━━━ EXTRACT
+1 (binding) from my side

  - legal files (license, notice) looks correct
  - no binaries in the release
  - ran examples from command line
  - ran some examples from web ui
  - log files look sane
  - RocksDB, incremental checkpoints, savepoints, moving savepoints
all works as expected.

There are some friction points, which have also been mentioned. However, I
am not sure they need to block the release.
  - Some batch examples in the web UI have not been working in 1.10. We
should fix that asap, because it impacts the "getting started" experience,
but I personally don't vote against the release based on that
  - Same for the CDC bug. It is unfortunate, but I would not hold the
release at such a late stage for one special issue in a new connector.
Let's work on a timely 1.11.1.
━━━━━━
━━━ DATASET
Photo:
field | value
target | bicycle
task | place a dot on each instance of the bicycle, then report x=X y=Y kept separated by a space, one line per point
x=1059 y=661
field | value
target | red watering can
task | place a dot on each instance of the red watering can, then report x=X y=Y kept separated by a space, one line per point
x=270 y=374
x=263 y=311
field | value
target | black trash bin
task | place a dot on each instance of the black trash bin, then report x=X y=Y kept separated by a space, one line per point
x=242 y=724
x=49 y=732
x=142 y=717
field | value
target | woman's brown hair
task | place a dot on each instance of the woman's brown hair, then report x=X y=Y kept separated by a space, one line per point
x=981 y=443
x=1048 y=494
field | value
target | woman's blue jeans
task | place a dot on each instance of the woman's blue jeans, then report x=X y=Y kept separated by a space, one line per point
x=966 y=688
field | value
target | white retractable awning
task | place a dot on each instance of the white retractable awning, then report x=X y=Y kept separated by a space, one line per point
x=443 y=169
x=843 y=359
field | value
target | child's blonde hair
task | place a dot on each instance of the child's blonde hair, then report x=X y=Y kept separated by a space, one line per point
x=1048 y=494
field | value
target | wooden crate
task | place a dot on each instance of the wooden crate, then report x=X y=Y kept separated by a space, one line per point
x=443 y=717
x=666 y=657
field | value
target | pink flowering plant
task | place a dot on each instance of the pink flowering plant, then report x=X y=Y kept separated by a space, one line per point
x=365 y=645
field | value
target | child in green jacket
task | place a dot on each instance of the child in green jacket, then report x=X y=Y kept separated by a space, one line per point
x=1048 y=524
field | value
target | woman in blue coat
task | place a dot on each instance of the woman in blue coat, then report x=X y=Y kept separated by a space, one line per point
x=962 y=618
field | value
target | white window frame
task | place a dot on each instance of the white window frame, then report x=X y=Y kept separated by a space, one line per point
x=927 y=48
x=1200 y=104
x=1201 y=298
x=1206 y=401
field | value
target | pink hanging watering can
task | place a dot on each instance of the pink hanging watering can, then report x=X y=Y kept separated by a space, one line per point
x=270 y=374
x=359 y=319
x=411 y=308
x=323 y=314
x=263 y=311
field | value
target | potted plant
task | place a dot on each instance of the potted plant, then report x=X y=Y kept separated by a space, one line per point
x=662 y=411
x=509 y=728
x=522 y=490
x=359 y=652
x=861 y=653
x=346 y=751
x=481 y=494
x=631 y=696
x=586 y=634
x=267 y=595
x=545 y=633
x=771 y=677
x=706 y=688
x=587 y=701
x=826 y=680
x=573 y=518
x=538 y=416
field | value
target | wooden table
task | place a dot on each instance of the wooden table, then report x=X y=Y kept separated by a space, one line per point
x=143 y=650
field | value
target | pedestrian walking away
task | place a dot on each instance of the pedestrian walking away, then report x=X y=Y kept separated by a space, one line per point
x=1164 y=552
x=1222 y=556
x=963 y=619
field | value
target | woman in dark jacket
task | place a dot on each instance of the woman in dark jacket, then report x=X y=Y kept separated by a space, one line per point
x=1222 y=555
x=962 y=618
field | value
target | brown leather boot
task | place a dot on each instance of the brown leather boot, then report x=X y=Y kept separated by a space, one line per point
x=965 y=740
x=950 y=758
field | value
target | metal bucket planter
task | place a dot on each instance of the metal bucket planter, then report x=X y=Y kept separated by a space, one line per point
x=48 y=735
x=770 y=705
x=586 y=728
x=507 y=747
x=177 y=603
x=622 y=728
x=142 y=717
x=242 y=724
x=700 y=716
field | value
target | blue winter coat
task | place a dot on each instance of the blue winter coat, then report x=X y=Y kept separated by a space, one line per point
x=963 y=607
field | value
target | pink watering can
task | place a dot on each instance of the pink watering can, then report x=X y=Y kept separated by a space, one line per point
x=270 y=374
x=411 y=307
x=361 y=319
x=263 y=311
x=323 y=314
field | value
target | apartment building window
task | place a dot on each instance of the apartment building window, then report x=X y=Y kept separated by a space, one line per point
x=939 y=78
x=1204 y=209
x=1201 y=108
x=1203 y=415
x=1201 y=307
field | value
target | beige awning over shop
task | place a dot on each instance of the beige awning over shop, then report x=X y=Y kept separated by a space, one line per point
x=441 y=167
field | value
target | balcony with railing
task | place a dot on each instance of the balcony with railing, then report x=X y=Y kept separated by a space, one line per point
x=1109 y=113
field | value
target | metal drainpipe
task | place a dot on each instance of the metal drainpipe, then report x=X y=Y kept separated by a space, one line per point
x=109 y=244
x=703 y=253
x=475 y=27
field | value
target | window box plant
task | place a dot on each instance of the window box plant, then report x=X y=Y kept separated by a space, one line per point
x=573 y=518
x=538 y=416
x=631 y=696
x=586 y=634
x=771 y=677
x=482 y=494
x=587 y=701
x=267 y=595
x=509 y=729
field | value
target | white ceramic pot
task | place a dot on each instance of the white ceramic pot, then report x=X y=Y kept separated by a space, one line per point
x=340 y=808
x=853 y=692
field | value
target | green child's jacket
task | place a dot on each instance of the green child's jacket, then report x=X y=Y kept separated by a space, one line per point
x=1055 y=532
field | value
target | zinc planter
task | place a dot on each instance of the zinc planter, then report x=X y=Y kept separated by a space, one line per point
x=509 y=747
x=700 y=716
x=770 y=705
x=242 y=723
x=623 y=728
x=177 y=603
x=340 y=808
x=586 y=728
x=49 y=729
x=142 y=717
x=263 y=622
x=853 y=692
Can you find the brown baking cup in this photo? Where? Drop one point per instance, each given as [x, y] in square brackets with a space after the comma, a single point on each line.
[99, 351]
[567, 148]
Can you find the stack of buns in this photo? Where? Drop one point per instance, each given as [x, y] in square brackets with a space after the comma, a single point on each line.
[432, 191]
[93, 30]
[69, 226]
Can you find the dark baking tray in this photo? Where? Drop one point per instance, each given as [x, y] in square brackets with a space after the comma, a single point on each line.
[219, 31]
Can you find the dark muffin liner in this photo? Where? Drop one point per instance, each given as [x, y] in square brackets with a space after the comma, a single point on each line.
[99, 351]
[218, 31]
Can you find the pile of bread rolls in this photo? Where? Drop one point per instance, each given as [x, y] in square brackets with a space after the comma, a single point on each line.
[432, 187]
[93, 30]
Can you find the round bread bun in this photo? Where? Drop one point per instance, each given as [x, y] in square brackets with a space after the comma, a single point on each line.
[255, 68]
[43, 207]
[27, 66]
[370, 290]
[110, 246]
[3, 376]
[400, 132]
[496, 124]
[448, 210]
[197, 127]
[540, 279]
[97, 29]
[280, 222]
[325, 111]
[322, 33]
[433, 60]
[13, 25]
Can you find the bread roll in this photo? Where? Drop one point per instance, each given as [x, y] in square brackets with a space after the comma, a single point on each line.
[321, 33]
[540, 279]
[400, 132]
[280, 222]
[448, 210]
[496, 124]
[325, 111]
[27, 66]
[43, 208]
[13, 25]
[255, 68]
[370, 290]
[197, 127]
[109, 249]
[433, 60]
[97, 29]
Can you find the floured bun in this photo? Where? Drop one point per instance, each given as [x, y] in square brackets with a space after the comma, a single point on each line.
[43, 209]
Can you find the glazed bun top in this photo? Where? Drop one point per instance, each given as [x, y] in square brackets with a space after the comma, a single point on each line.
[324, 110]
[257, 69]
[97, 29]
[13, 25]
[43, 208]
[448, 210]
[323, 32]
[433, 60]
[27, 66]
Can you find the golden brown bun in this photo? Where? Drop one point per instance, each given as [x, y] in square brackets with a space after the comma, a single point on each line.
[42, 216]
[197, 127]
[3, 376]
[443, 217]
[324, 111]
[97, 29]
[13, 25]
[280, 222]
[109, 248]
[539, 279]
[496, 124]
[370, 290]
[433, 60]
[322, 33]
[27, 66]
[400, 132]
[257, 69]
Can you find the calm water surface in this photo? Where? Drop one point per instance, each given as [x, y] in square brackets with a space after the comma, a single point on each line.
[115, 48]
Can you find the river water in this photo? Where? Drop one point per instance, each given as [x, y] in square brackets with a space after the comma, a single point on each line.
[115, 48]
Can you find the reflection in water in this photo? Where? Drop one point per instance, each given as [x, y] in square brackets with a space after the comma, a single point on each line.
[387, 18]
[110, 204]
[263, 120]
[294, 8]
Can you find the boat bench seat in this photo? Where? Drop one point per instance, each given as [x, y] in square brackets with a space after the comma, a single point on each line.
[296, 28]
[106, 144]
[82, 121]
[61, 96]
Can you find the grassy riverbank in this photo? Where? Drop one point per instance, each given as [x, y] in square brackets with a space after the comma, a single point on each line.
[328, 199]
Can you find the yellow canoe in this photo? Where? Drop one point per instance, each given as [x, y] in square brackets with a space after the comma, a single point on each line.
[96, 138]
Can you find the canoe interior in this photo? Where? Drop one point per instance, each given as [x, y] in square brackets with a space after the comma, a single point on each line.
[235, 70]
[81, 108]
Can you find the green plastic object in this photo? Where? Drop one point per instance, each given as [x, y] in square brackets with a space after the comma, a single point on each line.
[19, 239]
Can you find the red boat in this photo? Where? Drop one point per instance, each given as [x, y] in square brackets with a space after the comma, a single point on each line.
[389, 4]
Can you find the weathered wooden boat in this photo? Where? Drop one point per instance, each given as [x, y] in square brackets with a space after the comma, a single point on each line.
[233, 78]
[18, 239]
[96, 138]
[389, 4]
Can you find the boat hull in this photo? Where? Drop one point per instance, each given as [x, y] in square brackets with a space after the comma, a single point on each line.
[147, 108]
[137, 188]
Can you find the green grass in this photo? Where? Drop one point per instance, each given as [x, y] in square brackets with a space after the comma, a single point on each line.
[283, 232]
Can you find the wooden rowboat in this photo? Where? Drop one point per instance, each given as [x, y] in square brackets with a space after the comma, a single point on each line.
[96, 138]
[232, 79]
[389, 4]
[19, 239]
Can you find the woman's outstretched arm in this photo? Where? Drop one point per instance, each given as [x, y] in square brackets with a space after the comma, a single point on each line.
━━━━━━
JOB: In the release vote message above, which version does the writer suggest working on soon?

RESULT: 1.11.1